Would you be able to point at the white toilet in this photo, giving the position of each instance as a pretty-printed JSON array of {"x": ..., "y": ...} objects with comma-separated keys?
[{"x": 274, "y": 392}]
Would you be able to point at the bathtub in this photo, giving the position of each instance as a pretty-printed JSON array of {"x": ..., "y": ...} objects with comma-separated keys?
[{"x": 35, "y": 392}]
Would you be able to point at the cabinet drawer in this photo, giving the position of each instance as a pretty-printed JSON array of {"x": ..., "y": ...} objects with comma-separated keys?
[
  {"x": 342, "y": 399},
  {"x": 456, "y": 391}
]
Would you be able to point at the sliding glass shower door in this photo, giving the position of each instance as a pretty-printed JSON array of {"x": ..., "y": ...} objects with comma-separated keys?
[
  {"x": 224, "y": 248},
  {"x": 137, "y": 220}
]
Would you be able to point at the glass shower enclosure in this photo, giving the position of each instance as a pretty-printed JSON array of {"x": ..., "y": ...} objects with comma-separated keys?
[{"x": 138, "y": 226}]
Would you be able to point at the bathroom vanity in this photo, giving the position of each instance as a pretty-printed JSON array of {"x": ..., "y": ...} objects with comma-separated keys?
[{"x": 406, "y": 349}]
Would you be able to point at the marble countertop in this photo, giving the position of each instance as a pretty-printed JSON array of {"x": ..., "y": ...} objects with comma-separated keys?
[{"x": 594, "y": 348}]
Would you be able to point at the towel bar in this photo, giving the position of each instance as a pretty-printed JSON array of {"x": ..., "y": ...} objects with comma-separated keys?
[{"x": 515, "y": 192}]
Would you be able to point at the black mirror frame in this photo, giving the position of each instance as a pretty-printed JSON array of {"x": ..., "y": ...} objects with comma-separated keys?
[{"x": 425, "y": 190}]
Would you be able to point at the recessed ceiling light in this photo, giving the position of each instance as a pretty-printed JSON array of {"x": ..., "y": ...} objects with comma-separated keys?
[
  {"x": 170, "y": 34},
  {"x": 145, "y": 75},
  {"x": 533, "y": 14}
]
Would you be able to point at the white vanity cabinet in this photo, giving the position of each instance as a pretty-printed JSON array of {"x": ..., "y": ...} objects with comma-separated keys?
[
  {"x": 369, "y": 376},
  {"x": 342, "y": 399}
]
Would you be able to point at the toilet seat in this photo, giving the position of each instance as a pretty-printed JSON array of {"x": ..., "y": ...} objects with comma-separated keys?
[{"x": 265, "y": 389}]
===
Written request
Quote the listing in full, please, keeping every line exact.

Result of this task
Would you be able to point at the white toilet in this photo, giving the position of each instance as a pretty-printed JSON array of {"x": ..., "y": ...} objects with comma-separated keys?
[{"x": 274, "y": 392}]
Would you be able to point at the bathtub in this photo, giving the position of each instance as a pretty-printed JSON array of {"x": ..., "y": ...} objects with comma-separated keys?
[{"x": 35, "y": 392}]
Would you be able to point at the cabinet drawer in this photo, giving the position of each instance as a pretty-printed JSON array of {"x": ..., "y": ...} objects with comma-separated keys?
[
  {"x": 342, "y": 399},
  {"x": 456, "y": 391}
]
Would you be able to point at the sliding glass shower door in this photo, giving the position of each instance as a pretty-printed JSON array of {"x": ..., "y": ...} objects with comma-separated keys?
[
  {"x": 224, "y": 248},
  {"x": 137, "y": 220}
]
Would you be able to point at the glass shower enclosure in this photo, giving the position of each instance as a pretty-printed JSON array of {"x": ..., "y": ...} objects with comma-separated keys?
[{"x": 138, "y": 226}]
Would you be able to point at the bathroom vanity in this photo, giving the position of each instance as a pretty-printed JSON array of {"x": ..., "y": ...} objects with comma-separated keys?
[{"x": 406, "y": 349}]
Would you be able to point at the marble countertop in this photo, giving the position of each instance as a pretty-printed JSON array of {"x": ..., "y": ...} objects with comma-separated keys?
[{"x": 594, "y": 348}]
Would you be able to point at the towel bar in this photo, giving the position of each instance as a pretty-printed JSON array of {"x": ..., "y": ...} objects with comma-separated keys?
[{"x": 515, "y": 192}]
Would you be able to point at the black mirror frame in this photo, giving the position of each instance as a pretty-printed JSON array of {"x": ..., "y": ...} objects with comma-separated keys?
[{"x": 425, "y": 190}]
Would you be able to point at the recessed ceiling light in this photo, giving the position of each instance as a pretty-printed JSON array of {"x": ..., "y": ...} objects with comma-separated keys?
[
  {"x": 170, "y": 34},
  {"x": 145, "y": 75},
  {"x": 533, "y": 14}
]
Would you be able to point at the white vanity cabinet in this photo, giving the position of each instance as a pretty-printed JSON array of {"x": ..., "y": ...} objects with comma-separated keys?
[
  {"x": 369, "y": 376},
  {"x": 342, "y": 399}
]
Would you be able to point at the toilet seat in this photo, giving the position of each instance as a pretty-printed JSON array of {"x": ..., "y": ...} objects with comma-separated keys?
[{"x": 265, "y": 389}]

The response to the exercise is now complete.